**SELECTED TEXT**.
- Born: Robert Gordon Bell July 11, 1911 St. Marys, Ontario, Canada
- Died: June 15, 2005 (aged 93)
- Occupation: Physician
- Known for: Founder of Donwood Institute, pioneer in addiction treatment.
- Spouse: Mary Irene Lamping ​(m. 1938)​

= Gordon Bell (physician) =

Canadian physician (1911–2005)

Robert Gordon Bell (July 11, 1911 - June 15, 2005), was a Canadian medical doctor and pioneer in the field of addiction treatment. He founded the Donwood Institute, North America's first public hospital for addiction treatment, in 1967. During his lifetime, he was considered Canada's foremost authority on the treatment of drug and alcohol addiction.

==Early years and career==

He was born in St. Marys, Ontario, where he was raised in a farming community. After graduating from the University of Toronto's med school, he joined the Royal Canadian Army Medical Corps and treated victims of shell shock/posttraumatic stress disorder.

In 1946, he opened his first treatment centre, Glenmaple; based out of his home. Glenmaple could operate without a hospital license due to an old statute which allowed doctors to take up to four patients into their home for treatment. Though aimed at all people in need of mental health services, all of his patients were alcoholics. The treatment was so popular that Bell soon had to increase capacity, and Glenmaple closed in 1947 as Shadow Brook opened in 1948.

==Early career and treatment centres==

The Shadow Brook Health Foundation, a 25-bed male only treatment, opened in 1948. In 1949, Bell sponsored the arrival of the drug Antabuse in Canada. He used Antabuse to treat patients while working on the development of the drug Temposil, an anti-drinking drug with less severe side effects. He served as the chairman for the Committee on Problem Drinking (now known as the American Occupational Medical Association) from 1951 to 1958, where he worked to change the negative attitude the medical community held toward alcoholic employees. In 1951, he also opened Willowdale Hospital for Women to treat female patients.

**STUDY QUESTIONS**.
(1) Name every treatment center or hospital that the Gordon Bell biography says he opened or founded.
(2) Recast the paragraph of the Gordon Bell biography beginning "In 1946, he opened his first treatment centre" as a short bulleted list that keeps its main facts.
(3) Write the next part of the Gordon Bell biography, picking up after its final sentence.
The lines after this point come from a different source.

**AVAILABLE DATA**.
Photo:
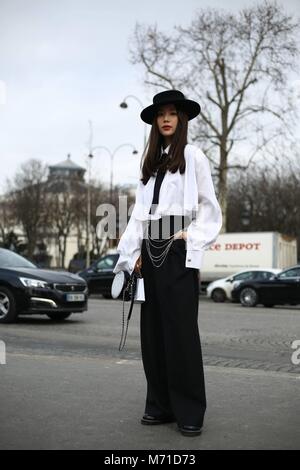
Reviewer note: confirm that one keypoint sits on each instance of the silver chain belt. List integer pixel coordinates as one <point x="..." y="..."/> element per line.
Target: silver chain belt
<point x="165" y="243"/>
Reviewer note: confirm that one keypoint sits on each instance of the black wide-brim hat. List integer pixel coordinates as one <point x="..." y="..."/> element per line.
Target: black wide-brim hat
<point x="190" y="107"/>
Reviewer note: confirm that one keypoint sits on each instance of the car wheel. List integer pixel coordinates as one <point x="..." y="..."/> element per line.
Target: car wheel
<point x="218" y="295"/>
<point x="58" y="316"/>
<point x="8" y="308"/>
<point x="248" y="297"/>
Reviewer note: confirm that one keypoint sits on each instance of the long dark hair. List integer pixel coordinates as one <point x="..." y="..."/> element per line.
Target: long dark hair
<point x="151" y="157"/>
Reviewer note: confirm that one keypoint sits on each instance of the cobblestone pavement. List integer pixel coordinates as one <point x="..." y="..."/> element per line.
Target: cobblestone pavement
<point x="231" y="335"/>
<point x="66" y="386"/>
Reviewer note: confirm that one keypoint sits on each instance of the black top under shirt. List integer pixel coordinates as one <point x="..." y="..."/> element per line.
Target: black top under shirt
<point x="172" y="223"/>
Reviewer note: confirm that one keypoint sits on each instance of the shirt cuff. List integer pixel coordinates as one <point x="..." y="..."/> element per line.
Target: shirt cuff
<point x="194" y="259"/>
<point x="126" y="263"/>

**RESULTS OF THE TASKS**.
(1)
- Glenmaple
- Shadow Brook Health Foundation
- Willowdale Hospital for Women
- Donwood Institute

(2)
- In 1946, Bell opened his first treatment center, Glenmaple, in his home.
- An old statute let doctors treat up to four patients at home, so Glenmaple needed no hospital license.
- It was meant for anyone needing mental health care, but all of its patients were alcoholics.
- Demand forced Bell to expand. Glenmaple closed in 1947, and Shadow Brook opened in 1948.

(3)
He was asked to consult on the planning of the Alex G. Brown Clinic for reformatory patients, where he developed the clinic's treatment and rehabilitation program. He became co-chairman of the clinic in 1953; his program for clinic eventually was adopted by the Ontario Correctional Institute. Simultaneously, Bell developed the "alco-dial" with the help of Ken Ferguson; the alco-dial was an early device used by police to read breathalyzer tests and measure blood alcohol levels based on averages. His work was instrumental in establishing 0.08 as the baseline acceptable blood alcohol content limit.

In 1954, he closed Shadow Brook and combined it with Willowdale to become the renamed Bell Clinic.

==Donwood Institute==

In 1967, Bell established the Donwood Institute, the first public hospital for the treatment of addictions. Along with the Clarke Institute of Psychiatry, the Addiction Research Foundation and the Queen Street Mental Health Centre, the Donwood Institute formed the Centre for Addiction and Mental Health.

==Bellwood==
Bell founded the private clinic Bellwood Health Services in 1982. It was involved in several Canadian landmarks in the treatment of addiction, including the provision of the first in-patient cocaine treatment program and first residential treatment program for sexual addiction in Canada. The clinic has contracts to provide service to northern Canada and the Canadian Armed Forces. In 2014, Bellwood Health Services was acquired by the Edgewood Health Network.

==Awards and remembrances==
Bell received several prominent awards over his lifetime. They include:
- Primary fellowship of Royal College of Physicians and Surgeons of Canada
- Appointed as Officer of the Order of Canada in 1982.
- Recipient of the Royal Bank Award and Gold Medal in 1985
- Gordon Bell Road in Toronto, Ontario.